**STORED DATA**
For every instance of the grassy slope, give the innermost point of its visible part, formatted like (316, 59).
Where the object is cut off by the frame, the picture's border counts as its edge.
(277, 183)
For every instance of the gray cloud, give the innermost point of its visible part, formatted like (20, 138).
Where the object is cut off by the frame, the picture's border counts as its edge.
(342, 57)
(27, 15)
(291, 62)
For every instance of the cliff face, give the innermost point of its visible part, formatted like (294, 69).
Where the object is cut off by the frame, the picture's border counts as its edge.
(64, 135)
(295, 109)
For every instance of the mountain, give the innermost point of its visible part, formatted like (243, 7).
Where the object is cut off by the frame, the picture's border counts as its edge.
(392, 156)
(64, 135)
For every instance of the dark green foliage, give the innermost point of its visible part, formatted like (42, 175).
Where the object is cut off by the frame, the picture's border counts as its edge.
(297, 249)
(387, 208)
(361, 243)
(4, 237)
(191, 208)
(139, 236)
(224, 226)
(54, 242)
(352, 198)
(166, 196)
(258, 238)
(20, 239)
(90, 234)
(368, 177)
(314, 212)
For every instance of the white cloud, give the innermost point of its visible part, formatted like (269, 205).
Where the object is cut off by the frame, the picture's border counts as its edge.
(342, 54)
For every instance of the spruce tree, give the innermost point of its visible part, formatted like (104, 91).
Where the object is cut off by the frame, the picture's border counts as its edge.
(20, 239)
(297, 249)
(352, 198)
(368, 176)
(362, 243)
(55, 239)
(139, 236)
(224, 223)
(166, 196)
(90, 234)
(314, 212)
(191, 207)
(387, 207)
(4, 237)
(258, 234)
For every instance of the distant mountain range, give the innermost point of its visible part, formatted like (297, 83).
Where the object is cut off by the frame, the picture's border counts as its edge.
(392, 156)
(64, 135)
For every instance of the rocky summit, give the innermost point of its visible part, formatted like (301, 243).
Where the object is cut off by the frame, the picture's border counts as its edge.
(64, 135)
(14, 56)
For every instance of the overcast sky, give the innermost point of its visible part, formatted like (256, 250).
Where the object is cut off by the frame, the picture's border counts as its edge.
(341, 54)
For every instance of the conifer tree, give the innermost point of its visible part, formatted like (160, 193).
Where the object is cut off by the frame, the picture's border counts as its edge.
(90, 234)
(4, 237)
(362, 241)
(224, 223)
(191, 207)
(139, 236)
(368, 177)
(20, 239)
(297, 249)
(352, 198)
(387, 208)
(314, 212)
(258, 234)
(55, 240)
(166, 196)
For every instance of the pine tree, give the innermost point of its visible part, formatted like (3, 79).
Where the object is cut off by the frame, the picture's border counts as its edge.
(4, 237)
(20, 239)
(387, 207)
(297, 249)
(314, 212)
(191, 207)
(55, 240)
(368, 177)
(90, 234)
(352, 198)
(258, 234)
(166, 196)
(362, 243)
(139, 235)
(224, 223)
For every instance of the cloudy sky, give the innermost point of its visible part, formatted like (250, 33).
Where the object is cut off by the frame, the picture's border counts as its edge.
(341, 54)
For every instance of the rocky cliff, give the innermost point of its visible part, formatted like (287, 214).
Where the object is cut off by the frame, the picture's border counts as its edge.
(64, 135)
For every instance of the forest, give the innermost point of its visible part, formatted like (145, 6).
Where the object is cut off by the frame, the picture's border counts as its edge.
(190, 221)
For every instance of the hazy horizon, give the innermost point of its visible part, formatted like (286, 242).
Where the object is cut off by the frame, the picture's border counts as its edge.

**EXERCISE BRIEF**
Reproduce the entire listing above line for line, without changing a single word or character.

**RESULT OF THIS EXERCISE**
For every instance of the grassy slope, give the innermost point of its visible part, formatted like (316, 59).
Where the object is cut off by the frame, the picture's border counts as its edge.
(277, 183)
For every instance of the gray cloud, give the innermost point of its visible part, formatted like (20, 138).
Where the object is cut off by the frame, the picture's border counts as its edge.
(342, 57)
(27, 15)
(291, 62)
For every instance of the cliff face, give the innermost point of its visible part, formatted like (294, 69).
Where the object is cut off by the frame, the picture's border counts as its edge.
(64, 135)
(295, 109)
For every instance of the mountain, give the innermost point of its visible part, formatted like (243, 7).
Where the object is cut off by the frame, the picture's border counts as its edge.
(392, 156)
(64, 135)
For every instance of the dark green foliage, give the innermost point of its visible part, formatted like (42, 175).
Where the object is cut off by the frame, the picture's border counts as its edge.
(297, 249)
(387, 208)
(361, 243)
(4, 237)
(191, 208)
(139, 236)
(224, 226)
(54, 242)
(352, 198)
(166, 196)
(258, 238)
(20, 239)
(90, 234)
(368, 177)
(314, 212)
For every instance of the white cloud, give the innermost point of its visible part, formatted like (269, 205).
Where the object is cut off by the frame, the picture's border counts as its edge.
(342, 54)
For every instance of the spruce tree, give the innermost point of its visible part, formatted like (104, 91).
Where the object is cut off by the frame, the picture's border counts as its edge.
(20, 239)
(297, 249)
(352, 198)
(368, 176)
(362, 243)
(55, 239)
(139, 236)
(224, 223)
(166, 196)
(90, 234)
(314, 212)
(191, 207)
(387, 207)
(4, 237)
(258, 234)
For every instance of the distant mountain range, give the innermost point of its visible part, formatted like (297, 83).
Where the object is cut off by the frame, the picture's border counts as its edge.
(392, 156)
(64, 135)
For every instance of the rocky summit, give the innermost point of its visible part, formatted like (301, 243).
Where the object is cut off by the frame, the picture's border counts as its edge.
(64, 135)
(14, 56)
For every instance of the overcast sky, give the innermost point of its visible part, formatted like (256, 250).
Where the object is cut off by the frame, the picture's border counts as its edge.
(341, 54)
For every instance of the conifer tree, give the innermost point of its visible part, formatted like (160, 193).
Where the object is cut off by the frame, the picture's border counts as its edge.
(90, 234)
(4, 237)
(362, 241)
(224, 223)
(191, 207)
(139, 236)
(368, 177)
(20, 239)
(297, 249)
(352, 198)
(387, 208)
(314, 212)
(258, 234)
(55, 240)
(166, 196)
For every instance of the pine tree, give the innermost point of its visible part, formatted like (3, 79).
Where the object is cut off by the frame, the picture's border counts as its edge.
(4, 237)
(20, 239)
(387, 207)
(297, 249)
(314, 212)
(191, 207)
(55, 240)
(368, 177)
(90, 234)
(352, 198)
(258, 234)
(166, 196)
(362, 243)
(139, 235)
(224, 223)
For every instance of the cloudy sky, give the innermost point of its visible part, formatted like (250, 33).
Where the object is cut off by the frame, the picture's border counts as its edge.
(341, 54)
For every instance of the rocky cliff, give the innermost point of its visible part, formatted like (287, 214).
Where the object is cut off by the frame, the picture's border counts as its edge.
(64, 135)
For every instance of the forest, give the innermost point of its visible part, formatted like (145, 6).
Where the object is cut off by the frame, the picture's border counts as its edge.
(190, 221)
For every instance of the hazy horizon, give the innermost point of its visible part, formatted like (286, 242).
Where the object is cut off by the frame, the picture's border counts as its edge.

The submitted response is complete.